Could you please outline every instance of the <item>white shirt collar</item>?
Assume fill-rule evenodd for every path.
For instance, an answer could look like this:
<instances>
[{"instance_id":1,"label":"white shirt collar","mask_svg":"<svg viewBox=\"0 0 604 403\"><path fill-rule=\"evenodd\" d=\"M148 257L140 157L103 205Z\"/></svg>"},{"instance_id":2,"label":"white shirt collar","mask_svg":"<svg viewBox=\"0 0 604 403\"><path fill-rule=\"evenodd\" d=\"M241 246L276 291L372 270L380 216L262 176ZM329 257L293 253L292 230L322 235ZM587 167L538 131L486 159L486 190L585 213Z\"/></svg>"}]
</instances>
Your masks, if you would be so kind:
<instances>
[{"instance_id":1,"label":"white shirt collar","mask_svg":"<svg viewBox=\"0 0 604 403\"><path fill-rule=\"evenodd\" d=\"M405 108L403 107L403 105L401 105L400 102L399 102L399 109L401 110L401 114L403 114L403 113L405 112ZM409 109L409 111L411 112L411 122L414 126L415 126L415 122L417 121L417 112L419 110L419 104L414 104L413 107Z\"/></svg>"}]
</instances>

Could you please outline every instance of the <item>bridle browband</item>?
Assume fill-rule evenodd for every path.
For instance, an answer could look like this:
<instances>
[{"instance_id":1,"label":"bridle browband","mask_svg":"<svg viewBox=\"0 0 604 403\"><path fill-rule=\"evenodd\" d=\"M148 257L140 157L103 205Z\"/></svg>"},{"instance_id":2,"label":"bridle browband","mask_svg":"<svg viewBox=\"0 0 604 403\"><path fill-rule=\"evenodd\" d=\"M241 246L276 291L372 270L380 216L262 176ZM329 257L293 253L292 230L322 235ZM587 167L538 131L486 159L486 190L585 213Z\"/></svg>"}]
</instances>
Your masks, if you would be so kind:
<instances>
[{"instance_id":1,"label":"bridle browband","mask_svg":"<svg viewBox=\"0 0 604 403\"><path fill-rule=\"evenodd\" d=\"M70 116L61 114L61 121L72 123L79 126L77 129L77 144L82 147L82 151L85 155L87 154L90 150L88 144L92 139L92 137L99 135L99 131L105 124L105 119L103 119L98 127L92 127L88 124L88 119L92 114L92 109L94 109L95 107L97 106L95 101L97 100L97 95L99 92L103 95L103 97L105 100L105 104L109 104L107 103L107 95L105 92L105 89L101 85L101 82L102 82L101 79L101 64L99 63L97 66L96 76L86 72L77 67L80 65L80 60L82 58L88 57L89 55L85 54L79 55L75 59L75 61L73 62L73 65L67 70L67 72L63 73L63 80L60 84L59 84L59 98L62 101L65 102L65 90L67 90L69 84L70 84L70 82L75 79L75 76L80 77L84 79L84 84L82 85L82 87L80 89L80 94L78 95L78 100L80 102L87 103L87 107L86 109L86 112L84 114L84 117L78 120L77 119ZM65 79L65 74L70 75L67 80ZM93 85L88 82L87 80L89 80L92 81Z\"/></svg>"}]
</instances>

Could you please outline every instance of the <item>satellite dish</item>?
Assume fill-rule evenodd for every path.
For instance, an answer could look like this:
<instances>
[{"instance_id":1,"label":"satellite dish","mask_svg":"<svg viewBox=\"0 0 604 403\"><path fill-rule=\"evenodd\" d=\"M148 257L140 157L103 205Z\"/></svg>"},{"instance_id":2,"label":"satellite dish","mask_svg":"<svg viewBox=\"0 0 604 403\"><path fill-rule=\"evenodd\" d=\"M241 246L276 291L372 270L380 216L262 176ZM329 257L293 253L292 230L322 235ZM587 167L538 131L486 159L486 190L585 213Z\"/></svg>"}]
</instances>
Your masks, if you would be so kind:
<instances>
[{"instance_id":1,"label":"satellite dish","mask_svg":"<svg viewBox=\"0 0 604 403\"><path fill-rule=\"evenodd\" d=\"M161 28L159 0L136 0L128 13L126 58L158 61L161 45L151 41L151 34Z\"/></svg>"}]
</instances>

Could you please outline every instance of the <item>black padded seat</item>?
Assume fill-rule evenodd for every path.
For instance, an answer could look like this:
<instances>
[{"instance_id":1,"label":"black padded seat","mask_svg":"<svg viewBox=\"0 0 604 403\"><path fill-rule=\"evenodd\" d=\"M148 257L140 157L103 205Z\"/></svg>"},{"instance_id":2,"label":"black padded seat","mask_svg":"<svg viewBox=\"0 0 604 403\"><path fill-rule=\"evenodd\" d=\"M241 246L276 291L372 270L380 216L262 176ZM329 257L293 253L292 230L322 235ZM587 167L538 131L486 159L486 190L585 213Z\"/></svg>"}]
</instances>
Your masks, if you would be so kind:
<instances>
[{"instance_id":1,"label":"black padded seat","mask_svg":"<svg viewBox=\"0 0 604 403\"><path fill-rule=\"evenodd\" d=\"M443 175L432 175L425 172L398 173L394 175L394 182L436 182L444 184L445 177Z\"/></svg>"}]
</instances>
-=-=-=-=-
• WHAT YOU HAVE TO DO: Return every line of the entries above as a JSON array of strings, one string per line, with blank lines left out.

• RESULT OF THIS EXERCISE:
[
  "Could you please outline every instance of the <item>white shirt collar</item>?",
  "Assume fill-rule evenodd for every path.",
  "For instance, an answer could look like this:",
  "<instances>",
  "[{\"instance_id\":1,\"label\":\"white shirt collar\",\"mask_svg\":\"<svg viewBox=\\\"0 0 604 403\\\"><path fill-rule=\\\"evenodd\\\" d=\\\"M148 257L140 157L103 205Z\\\"/></svg>\"},{\"instance_id\":2,\"label\":\"white shirt collar\",\"mask_svg\":\"<svg viewBox=\\\"0 0 604 403\\\"><path fill-rule=\\\"evenodd\\\" d=\\\"M241 246L276 291L372 270L380 216L262 176ZM329 257L293 253L292 230L322 235ZM587 167L538 131L486 159L486 190L585 213Z\\\"/></svg>\"}]",
  "</instances>",
  "Your masks, if you would be so kind:",
  "<instances>",
  "[{\"instance_id\":1,\"label\":\"white shirt collar\",\"mask_svg\":\"<svg viewBox=\\\"0 0 604 403\\\"><path fill-rule=\\\"evenodd\\\" d=\\\"M405 108L403 107L403 105L401 105L400 102L399 102L399 109L401 110L401 114L403 114L403 113L405 112ZM409 109L409 111L411 112L411 122L414 126L415 126L415 122L417 121L417 112L419 110L419 104L414 104L413 107Z\\\"/></svg>\"}]",
  "</instances>",
  "Could you please outline every instance of the <item>bridle browband</item>?",
  "Assume fill-rule evenodd for every path.",
  "For instance, an answer could look like this:",
  "<instances>",
  "[{\"instance_id\":1,\"label\":\"bridle browband\",\"mask_svg\":\"<svg viewBox=\\\"0 0 604 403\\\"><path fill-rule=\\\"evenodd\\\" d=\\\"M148 257L140 157L103 205Z\\\"/></svg>\"},{\"instance_id\":2,\"label\":\"bridle browband\",\"mask_svg\":\"<svg viewBox=\\\"0 0 604 403\\\"><path fill-rule=\\\"evenodd\\\" d=\\\"M241 246L276 291L372 270L380 216L262 176ZM329 257L293 253L292 230L322 235ZM587 167L538 131L486 159L486 190L585 213Z\\\"/></svg>\"}]",
  "</instances>",
  "Your masks, if you would be so kind:",
  "<instances>",
  "[{\"instance_id\":1,\"label\":\"bridle browband\",\"mask_svg\":\"<svg viewBox=\\\"0 0 604 403\\\"><path fill-rule=\\\"evenodd\\\" d=\\\"M70 116L61 114L61 121L72 123L79 126L77 129L77 144L82 147L82 151L85 155L87 154L90 150L88 144L92 139L92 137L99 135L99 131L105 124L105 119L103 119L98 127L92 127L88 124L88 119L92 114L92 109L94 109L95 107L97 106L95 101L97 100L97 95L99 92L103 95L103 97L105 100L105 104L109 104L107 103L107 95L105 92L105 89L101 85L101 82L102 82L101 79L101 64L99 63L97 66L96 76L86 72L77 67L80 65L80 60L82 58L88 57L89 55L85 54L79 55L75 59L75 61L73 62L73 65L67 70L67 72L63 73L63 80L60 84L59 84L59 98L62 101L65 102L65 90L67 90L69 84L70 84L70 82L75 79L75 76L80 77L84 79L84 84L82 85L82 87L80 89L80 94L78 95L78 100L80 102L87 103L87 107L86 109L86 112L84 114L84 117L78 120L77 119ZM65 79L65 74L70 75L67 80ZM93 85L88 82L87 80L89 80L92 81Z\\\"/></svg>\"}]",
  "</instances>",
  "Could you please outline every instance of the <item>satellite dish</item>?",
  "Assume fill-rule evenodd for every path.",
  "For instance, an answer could look like this:",
  "<instances>",
  "[{\"instance_id\":1,\"label\":\"satellite dish\",\"mask_svg\":\"<svg viewBox=\\\"0 0 604 403\\\"><path fill-rule=\\\"evenodd\\\" d=\\\"M148 257L140 157L103 205Z\\\"/></svg>\"},{\"instance_id\":2,\"label\":\"satellite dish\",\"mask_svg\":\"<svg viewBox=\\\"0 0 604 403\\\"><path fill-rule=\\\"evenodd\\\" d=\\\"M241 246L276 291L372 270L380 216L262 176ZM329 257L293 253L292 230L322 235ZM587 167L538 131L486 159L486 190L585 213Z\\\"/></svg>\"}]",
  "</instances>",
  "Your masks, if you would be so kind:",
  "<instances>",
  "[{\"instance_id\":1,\"label\":\"satellite dish\",\"mask_svg\":\"<svg viewBox=\\\"0 0 604 403\\\"><path fill-rule=\\\"evenodd\\\" d=\\\"M161 28L159 0L136 0L128 13L126 58L158 61L161 45L151 41L151 34Z\\\"/></svg>\"}]",
  "</instances>",
  "Could you please outline every instance of the <item>black padded seat</item>?",
  "Assume fill-rule evenodd for every path.",
  "For instance, an answer could look like this:",
  "<instances>",
  "[{\"instance_id\":1,\"label\":\"black padded seat\",\"mask_svg\":\"<svg viewBox=\\\"0 0 604 403\\\"><path fill-rule=\\\"evenodd\\\" d=\\\"M148 257L140 157L103 205Z\\\"/></svg>\"},{\"instance_id\":2,\"label\":\"black padded seat\",\"mask_svg\":\"<svg viewBox=\\\"0 0 604 403\\\"><path fill-rule=\\\"evenodd\\\" d=\\\"M241 246L276 291L372 270L380 216L262 176ZM329 257L293 253L292 230L322 235ZM587 167L538 131L486 159L486 190L585 213Z\\\"/></svg>\"}]",
  "</instances>",
  "Your masks, if you would be so kind:",
  "<instances>",
  "[{\"instance_id\":1,\"label\":\"black padded seat\",\"mask_svg\":\"<svg viewBox=\\\"0 0 604 403\\\"><path fill-rule=\\\"evenodd\\\" d=\\\"M443 175L432 175L425 172L398 173L394 175L394 182L436 182L444 184L445 177Z\\\"/></svg>\"}]",
  "</instances>"
]